──────── Source data ────────

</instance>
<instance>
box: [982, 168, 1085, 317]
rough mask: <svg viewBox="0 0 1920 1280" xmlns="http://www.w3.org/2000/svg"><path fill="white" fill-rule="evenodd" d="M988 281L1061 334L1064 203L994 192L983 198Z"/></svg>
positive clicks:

────────

> [What you should do] Would you set down the full listing exactly as it reads?

> [Output for this exercise]
</instance>
<instance>
box: [982, 168, 1085, 317]
rough mask: <svg viewBox="0 0 1920 1280" xmlns="http://www.w3.org/2000/svg"><path fill="white" fill-rule="evenodd" d="M988 281L1061 334L1064 203L994 192L983 198Z"/></svg>
positive clicks:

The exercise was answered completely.